_To-do list_
A - Reproduce the passage from the Missouri State football excerpt starting at "During the last" and ending at "in a while.".
B - According to the Missouri State football excerpt, when was Steckel hired as the Bears' coach?
C - Name every predecessor of Steckel that the Missouri State football excerpt mentions.

_Text excerpt_
Missouri State hasn’t reached the FCS postseason since back-to-back appearances in 1989-90, when the school was known as Southwest Missouri State.
During the last 24 seasons, the Bears have won more than six games only twice and haven’t topped six wins since 1996.
Steckel, who was hired as the Bears’ coach in December, is the fifth coach during that span and hopes for more success than his most recent predecessors — Terry Allen, who went 37-64 in nine seasons; Randy Ball, who was 34-42 in seven seasons; and Del Miller, who went 21-23 in four seasons.
It starts, at least in part, with mining the talent at Kansas City high schools.
“The first week we were allowed on the road, we went to all the high schools in Missouri to let them know that we’re here and we’re going to keep coming back,” Steckel said.
Many coaches commented that the Bears hadn’t passed through in a while.

_Supplied material_
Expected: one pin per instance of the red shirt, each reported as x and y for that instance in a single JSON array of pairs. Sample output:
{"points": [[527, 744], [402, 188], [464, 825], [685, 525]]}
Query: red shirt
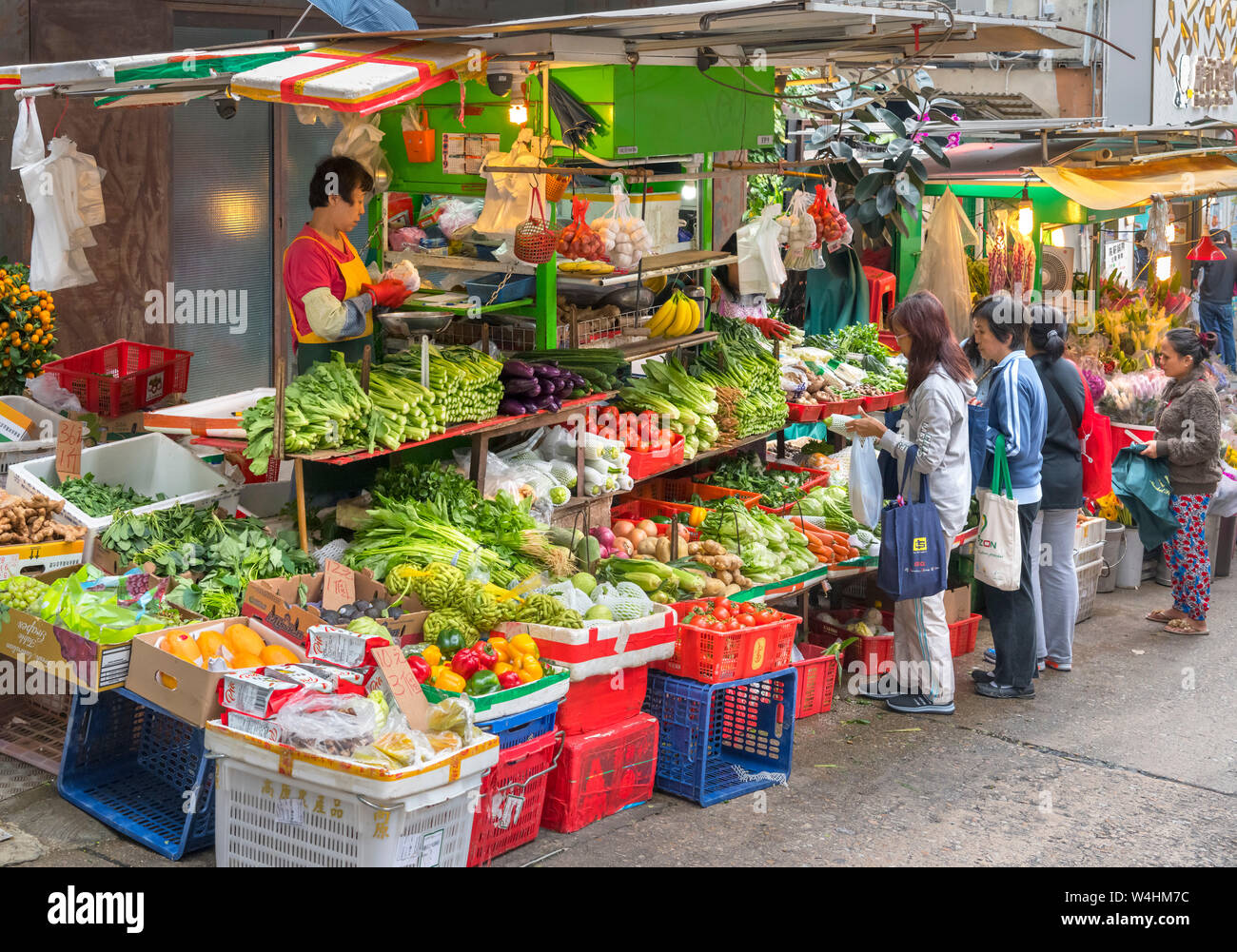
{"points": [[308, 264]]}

_Solutions to each task_
A -
During the last 24 seasons, the Bears have won more than six games only twice and haven’t topped six wins since 1996.
Steckel, who was hired as the Bears’ coach in December, is the fifth coach during that span and hopes for more success than his most recent predecessors — Terry Allen, who went 37-64 in nine seasons; Randy Ball, who was 34-42 in seven seasons; and Del Miller, who went 21-23 in four seasons.
It starts, at least in part, with mining the talent at Kansas City high schools.
“The first week we were allowed on the road, we went to all the high schools in Missouri to let them know that we’re here and we’re going to keep coming back,” Steckel said.
Many coaches commented that the Bears hadn’t passed through in a while.

B - In December.

C - Terry Allen, Randy Ball, Del Miller